DATA UNDER STUDY Start Marker

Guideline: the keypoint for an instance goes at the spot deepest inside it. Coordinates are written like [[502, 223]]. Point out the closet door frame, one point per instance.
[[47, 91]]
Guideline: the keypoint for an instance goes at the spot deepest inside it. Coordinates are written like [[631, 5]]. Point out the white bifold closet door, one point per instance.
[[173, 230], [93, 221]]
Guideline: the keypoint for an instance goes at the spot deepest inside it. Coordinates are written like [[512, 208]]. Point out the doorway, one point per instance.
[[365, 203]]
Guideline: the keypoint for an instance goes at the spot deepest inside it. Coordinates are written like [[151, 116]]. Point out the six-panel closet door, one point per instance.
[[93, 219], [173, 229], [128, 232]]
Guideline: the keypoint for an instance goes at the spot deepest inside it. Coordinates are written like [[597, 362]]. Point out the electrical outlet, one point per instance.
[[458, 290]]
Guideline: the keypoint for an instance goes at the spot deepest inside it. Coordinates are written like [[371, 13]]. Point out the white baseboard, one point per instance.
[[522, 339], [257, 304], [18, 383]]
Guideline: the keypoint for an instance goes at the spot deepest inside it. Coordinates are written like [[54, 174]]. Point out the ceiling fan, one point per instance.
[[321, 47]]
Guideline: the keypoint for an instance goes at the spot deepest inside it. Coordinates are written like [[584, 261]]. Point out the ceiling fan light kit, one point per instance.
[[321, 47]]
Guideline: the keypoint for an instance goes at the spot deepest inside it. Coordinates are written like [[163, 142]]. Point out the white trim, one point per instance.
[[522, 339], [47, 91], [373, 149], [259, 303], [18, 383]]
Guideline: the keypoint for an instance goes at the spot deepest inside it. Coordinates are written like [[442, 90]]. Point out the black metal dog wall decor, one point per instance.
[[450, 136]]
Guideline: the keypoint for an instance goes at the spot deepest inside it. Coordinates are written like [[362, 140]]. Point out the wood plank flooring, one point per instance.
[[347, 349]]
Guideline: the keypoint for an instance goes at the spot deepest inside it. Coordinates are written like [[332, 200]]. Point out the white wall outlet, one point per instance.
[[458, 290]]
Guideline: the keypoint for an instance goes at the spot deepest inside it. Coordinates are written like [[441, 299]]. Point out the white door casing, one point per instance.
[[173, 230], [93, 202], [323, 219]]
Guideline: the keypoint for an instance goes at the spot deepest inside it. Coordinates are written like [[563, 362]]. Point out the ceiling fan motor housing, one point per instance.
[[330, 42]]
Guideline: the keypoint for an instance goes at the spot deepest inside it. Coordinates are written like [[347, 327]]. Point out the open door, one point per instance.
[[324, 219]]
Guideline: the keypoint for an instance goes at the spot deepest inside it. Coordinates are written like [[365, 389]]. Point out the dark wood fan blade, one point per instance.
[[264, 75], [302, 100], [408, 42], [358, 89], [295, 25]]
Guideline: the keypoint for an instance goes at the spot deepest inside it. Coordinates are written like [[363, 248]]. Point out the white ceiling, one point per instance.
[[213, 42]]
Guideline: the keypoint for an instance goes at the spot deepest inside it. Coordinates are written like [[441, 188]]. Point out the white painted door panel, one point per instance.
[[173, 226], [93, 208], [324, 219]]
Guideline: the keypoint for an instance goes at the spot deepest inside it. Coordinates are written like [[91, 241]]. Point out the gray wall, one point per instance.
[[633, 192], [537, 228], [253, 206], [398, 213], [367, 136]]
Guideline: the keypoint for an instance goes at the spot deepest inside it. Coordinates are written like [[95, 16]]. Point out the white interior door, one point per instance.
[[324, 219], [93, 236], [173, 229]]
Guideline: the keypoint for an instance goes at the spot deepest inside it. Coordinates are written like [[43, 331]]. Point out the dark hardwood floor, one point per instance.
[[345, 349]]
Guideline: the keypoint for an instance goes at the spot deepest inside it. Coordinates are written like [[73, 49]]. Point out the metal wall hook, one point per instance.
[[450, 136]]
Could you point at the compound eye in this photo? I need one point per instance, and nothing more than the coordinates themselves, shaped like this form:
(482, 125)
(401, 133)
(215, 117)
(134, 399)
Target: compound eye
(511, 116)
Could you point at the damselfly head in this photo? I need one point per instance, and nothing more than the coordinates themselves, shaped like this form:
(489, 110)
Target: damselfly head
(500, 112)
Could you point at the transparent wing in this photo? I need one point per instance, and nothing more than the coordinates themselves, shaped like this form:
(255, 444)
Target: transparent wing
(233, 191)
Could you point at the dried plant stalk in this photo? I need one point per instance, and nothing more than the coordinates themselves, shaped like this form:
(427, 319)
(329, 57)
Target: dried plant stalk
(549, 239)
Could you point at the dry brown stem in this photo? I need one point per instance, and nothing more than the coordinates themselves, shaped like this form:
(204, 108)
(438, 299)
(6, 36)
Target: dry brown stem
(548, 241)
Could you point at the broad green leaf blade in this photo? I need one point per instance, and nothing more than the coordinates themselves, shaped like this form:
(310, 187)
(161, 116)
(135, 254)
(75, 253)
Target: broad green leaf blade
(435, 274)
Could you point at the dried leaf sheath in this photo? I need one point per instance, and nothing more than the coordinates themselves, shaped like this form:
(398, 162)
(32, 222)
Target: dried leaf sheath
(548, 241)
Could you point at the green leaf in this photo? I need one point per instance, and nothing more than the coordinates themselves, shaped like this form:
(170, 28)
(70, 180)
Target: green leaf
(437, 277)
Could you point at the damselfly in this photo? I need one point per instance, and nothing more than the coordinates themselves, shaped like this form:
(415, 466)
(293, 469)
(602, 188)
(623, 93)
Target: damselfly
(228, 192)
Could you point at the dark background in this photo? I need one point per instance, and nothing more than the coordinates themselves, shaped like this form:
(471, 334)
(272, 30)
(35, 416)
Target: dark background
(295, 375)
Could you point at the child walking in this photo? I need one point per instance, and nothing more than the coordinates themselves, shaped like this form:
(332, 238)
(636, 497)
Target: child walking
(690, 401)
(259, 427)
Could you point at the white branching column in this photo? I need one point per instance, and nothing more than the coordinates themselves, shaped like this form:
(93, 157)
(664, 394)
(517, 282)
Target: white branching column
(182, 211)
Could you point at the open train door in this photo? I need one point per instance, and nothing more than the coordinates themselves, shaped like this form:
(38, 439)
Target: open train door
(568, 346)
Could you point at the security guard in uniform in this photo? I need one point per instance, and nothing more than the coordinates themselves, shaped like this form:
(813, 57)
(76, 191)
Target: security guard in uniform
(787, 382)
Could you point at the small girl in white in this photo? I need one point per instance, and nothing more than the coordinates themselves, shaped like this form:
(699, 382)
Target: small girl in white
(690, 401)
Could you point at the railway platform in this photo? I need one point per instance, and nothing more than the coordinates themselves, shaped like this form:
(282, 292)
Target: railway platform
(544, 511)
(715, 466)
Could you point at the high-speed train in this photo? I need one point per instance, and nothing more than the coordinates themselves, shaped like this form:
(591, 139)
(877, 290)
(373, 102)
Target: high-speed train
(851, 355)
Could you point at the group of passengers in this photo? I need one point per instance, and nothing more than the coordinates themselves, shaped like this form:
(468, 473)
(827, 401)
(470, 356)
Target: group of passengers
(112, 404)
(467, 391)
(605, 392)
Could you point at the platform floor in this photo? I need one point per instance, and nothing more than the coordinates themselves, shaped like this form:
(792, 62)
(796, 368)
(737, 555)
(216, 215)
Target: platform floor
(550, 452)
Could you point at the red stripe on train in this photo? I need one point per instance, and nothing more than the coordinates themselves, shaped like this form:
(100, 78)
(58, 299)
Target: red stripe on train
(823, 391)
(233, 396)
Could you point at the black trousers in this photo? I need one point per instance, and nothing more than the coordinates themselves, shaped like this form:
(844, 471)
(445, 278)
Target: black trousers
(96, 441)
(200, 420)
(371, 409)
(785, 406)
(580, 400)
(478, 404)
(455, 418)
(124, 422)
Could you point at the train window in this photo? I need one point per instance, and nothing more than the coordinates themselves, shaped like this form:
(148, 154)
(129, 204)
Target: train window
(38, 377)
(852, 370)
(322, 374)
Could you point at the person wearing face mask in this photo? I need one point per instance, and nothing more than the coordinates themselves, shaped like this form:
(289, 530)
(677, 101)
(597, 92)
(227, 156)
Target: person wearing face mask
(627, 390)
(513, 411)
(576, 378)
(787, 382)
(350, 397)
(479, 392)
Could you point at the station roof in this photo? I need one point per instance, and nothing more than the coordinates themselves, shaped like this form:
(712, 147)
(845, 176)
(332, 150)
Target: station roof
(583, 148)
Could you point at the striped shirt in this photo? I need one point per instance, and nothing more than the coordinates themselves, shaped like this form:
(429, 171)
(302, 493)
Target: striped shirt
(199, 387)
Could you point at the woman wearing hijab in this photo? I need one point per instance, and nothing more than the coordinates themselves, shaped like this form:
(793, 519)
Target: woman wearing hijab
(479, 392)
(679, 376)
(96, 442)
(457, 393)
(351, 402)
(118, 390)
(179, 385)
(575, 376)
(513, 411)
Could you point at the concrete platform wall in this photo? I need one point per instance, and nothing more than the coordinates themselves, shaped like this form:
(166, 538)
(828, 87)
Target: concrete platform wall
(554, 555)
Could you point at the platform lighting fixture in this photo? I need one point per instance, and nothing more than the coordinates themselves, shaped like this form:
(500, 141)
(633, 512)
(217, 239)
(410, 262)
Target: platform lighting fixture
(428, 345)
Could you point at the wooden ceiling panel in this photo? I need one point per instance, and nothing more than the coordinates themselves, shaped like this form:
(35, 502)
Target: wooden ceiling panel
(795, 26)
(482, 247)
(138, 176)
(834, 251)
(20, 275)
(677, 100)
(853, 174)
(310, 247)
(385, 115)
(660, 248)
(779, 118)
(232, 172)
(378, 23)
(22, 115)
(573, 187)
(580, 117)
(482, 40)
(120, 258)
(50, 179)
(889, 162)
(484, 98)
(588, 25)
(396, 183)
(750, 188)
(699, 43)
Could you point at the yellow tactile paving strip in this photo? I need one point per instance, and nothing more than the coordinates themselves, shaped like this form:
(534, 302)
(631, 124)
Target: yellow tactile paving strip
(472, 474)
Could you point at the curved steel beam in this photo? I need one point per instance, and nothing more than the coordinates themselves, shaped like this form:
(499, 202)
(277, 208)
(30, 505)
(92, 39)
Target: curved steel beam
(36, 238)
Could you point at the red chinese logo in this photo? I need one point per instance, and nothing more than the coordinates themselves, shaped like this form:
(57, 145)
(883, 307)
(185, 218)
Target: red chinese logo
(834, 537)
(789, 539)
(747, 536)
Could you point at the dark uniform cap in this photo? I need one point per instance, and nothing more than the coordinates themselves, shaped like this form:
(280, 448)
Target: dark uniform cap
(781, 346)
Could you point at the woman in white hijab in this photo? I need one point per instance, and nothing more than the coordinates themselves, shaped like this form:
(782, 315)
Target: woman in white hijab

DATA UNDER STUDY End Marker

**TASK REQUIREMENTS:** Where the records above contain a line with "Target: red chinese logo", repeat that line and each later line through the end, exactly, and nothing more.

**RESULT FOR THIS TASK:**
Target: red chinese logo
(834, 537)
(789, 539)
(747, 536)
Could you point at the dark uniform cap in this photo? I need one point per instance, and nothing more than the coordinates themselves, shaped like this form:
(280, 448)
Target: dark uniform cap
(781, 346)
Could you point at the woman in white hijab in this photo? I need one point per instance, and nothing more than the coordinates themselves, shaped like this form:
(782, 315)
Target: woman in white hijab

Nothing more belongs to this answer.